Text passage »

Start of Block

So, what do we do? My personal view is that we must first do all that we can to make Antioch the beacon of justice we want it to be through the curriculum and programs we deliver, through who we serve and how, through what we stand for, and through how we use our institutional voice to advance social, racial and environmental justice. We also must use the opportunity of the affiliation to work with our friends from Otterbein to build a national system that stands tall for inclusion, equity, diversity, and democracy. 

Finally, remember that the only sure way to stem this tide of anti-intellectualism and intolerance is to change our representatives in legislatures, statehouses and Congress. This can only be done through the voting process, and we should all, in our own ways, be figuring out how we can best influence that process. We should be doing everything in our power to be sure to “get out the vote.”

At the same time, we need to fight tooth and nail against antidemocratic gerrymandering schemes and the captured U.S. Supreme Court that backs them. We need to support candidates who uphold our values and who will fight for them. We need to create robust civic education at every level, from K-12 to doctoral programs. Each one of us must determine our own strategy, always recalling Dr. King’s word: “Voting is the foundation stone for political action.”  And Antioch University must do all it can as an institution of higher learning to strengthen democracy and fight efforts to silence and intimidate our voices.

End of Block

Continue the passage about Antioch University's role in defending democracy, picking up after its final sentence.

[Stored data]
Start of Block

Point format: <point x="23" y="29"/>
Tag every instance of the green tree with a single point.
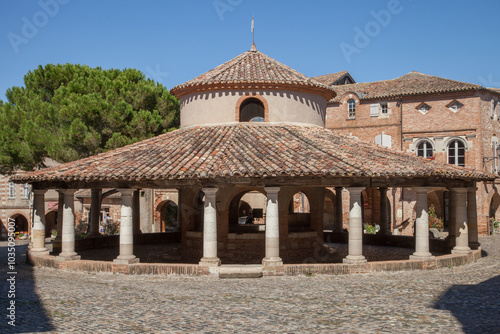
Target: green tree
<point x="68" y="112"/>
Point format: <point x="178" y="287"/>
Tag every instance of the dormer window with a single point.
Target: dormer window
<point x="455" y="106"/>
<point x="252" y="110"/>
<point x="351" y="109"/>
<point x="424" y="108"/>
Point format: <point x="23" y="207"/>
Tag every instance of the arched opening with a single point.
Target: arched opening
<point x="50" y="222"/>
<point x="299" y="213"/>
<point x="425" y="149"/>
<point x="252" y="110"/>
<point x="21" y="224"/>
<point x="456" y="153"/>
<point x="168" y="216"/>
<point x="247" y="212"/>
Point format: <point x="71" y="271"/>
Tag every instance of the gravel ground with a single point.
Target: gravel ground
<point x="450" y="300"/>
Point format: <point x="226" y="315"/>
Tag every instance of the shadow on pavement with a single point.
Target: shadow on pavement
<point x="477" y="306"/>
<point x="30" y="315"/>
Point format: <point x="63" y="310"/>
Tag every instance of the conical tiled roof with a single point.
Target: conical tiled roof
<point x="252" y="69"/>
<point x="249" y="151"/>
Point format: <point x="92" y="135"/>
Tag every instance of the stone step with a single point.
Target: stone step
<point x="240" y="271"/>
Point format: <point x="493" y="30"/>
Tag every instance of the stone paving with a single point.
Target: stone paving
<point x="451" y="300"/>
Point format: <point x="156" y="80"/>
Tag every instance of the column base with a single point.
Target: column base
<point x="422" y="256"/>
<point x="474" y="245"/>
<point x="68" y="257"/>
<point x="210" y="262"/>
<point x="461" y="251"/>
<point x="272" y="262"/>
<point x="39" y="251"/>
<point x="354" y="259"/>
<point x="126" y="259"/>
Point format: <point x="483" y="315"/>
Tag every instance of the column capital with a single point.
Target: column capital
<point x="69" y="191"/>
<point x="210" y="191"/>
<point x="125" y="191"/>
<point x="272" y="190"/>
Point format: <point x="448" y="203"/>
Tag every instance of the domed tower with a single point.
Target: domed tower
<point x="252" y="87"/>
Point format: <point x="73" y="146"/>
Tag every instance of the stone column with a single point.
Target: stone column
<point x="422" y="226"/>
<point x="461" y="228"/>
<point x="452" y="214"/>
<point x="38" y="230"/>
<point x="126" y="230"/>
<point x="210" y="258"/>
<point x="95" y="212"/>
<point x="68" y="229"/>
<point x="355" y="245"/>
<point x="472" y="218"/>
<point x="339" y="224"/>
<point x="384" y="218"/>
<point x="136" y="211"/>
<point x="272" y="257"/>
<point x="57" y="242"/>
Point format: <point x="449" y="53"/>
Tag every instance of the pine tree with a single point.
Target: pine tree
<point x="68" y="112"/>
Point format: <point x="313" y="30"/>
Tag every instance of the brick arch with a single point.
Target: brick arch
<point x="255" y="96"/>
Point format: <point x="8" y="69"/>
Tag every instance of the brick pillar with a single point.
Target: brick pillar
<point x="95" y="211"/>
<point x="57" y="242"/>
<point x="272" y="229"/>
<point x="461" y="228"/>
<point x="126" y="230"/>
<point x="384" y="217"/>
<point x="210" y="258"/>
<point x="355" y="246"/>
<point x="339" y="223"/>
<point x="68" y="229"/>
<point x="472" y="218"/>
<point x="38" y="230"/>
<point x="422" y="226"/>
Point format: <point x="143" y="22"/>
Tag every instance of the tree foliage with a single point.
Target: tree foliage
<point x="68" y="112"/>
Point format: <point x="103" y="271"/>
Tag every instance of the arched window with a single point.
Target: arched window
<point x="351" y="109"/>
<point x="424" y="149"/>
<point x="456" y="153"/>
<point x="252" y="110"/>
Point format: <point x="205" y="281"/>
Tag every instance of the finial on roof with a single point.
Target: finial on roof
<point x="253" y="48"/>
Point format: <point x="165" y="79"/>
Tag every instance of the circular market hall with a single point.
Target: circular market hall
<point x="255" y="170"/>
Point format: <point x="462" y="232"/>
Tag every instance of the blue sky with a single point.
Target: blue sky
<point x="174" y="41"/>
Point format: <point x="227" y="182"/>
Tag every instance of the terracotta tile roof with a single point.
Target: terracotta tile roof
<point x="247" y="150"/>
<point x="330" y="79"/>
<point x="413" y="83"/>
<point x="84" y="193"/>
<point x="250" y="67"/>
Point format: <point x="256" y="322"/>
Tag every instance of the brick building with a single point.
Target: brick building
<point x="435" y="118"/>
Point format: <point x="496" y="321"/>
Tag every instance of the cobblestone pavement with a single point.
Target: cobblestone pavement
<point x="450" y="300"/>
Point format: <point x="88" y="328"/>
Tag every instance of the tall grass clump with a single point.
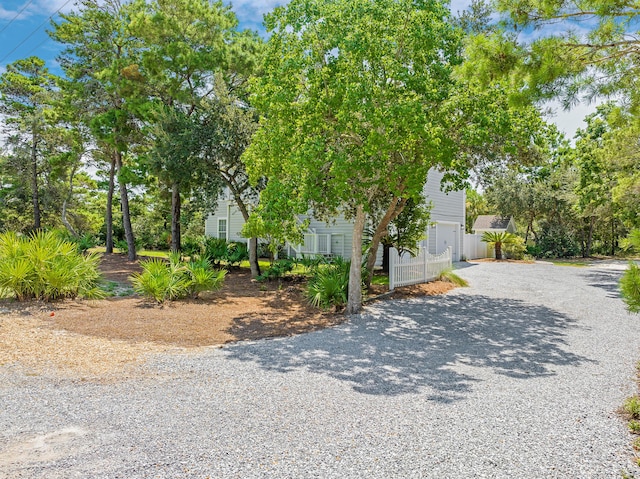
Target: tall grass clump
<point x="45" y="267"/>
<point x="630" y="281"/>
<point x="175" y="279"/>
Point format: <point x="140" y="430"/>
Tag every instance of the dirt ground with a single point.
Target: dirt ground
<point x="98" y="337"/>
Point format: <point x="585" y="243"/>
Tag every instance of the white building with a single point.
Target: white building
<point x="447" y="217"/>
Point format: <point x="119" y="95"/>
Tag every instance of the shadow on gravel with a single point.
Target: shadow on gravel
<point x="402" y="347"/>
<point x="607" y="280"/>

End of Block

Exercise output »
Personally, I’m very concerned about our democracy. I’m concerned about the way that state governments in Ohio, Florida, Wisconsin, and many other states have been captured in deeply antidemocratic ways through gerrymandering. Once this has happened, voting alone is not enough to change representation. The legislators have figured out a way to pick their voters, instead of voters picking their representatives. It is a situation that can seem helpless, as the traditional democratic process no longer works.

But I refuse to give up hope. Instead, I think we must be creative and committed to the righteousness of restoring democracy in our nation. To do this may require changing the composition or size of the Supreme Court. (This seems more feasible now that the corruption of Justice Thomas has been so fully revealed). It may require expanding the union to include more territories as states. It may require abolishing the filibuster and passing a new Civil Rights Act. We have to think strategically, and we have to consider carefully which norms we must respect and which have been hijacked to the detriment of our democracy and society.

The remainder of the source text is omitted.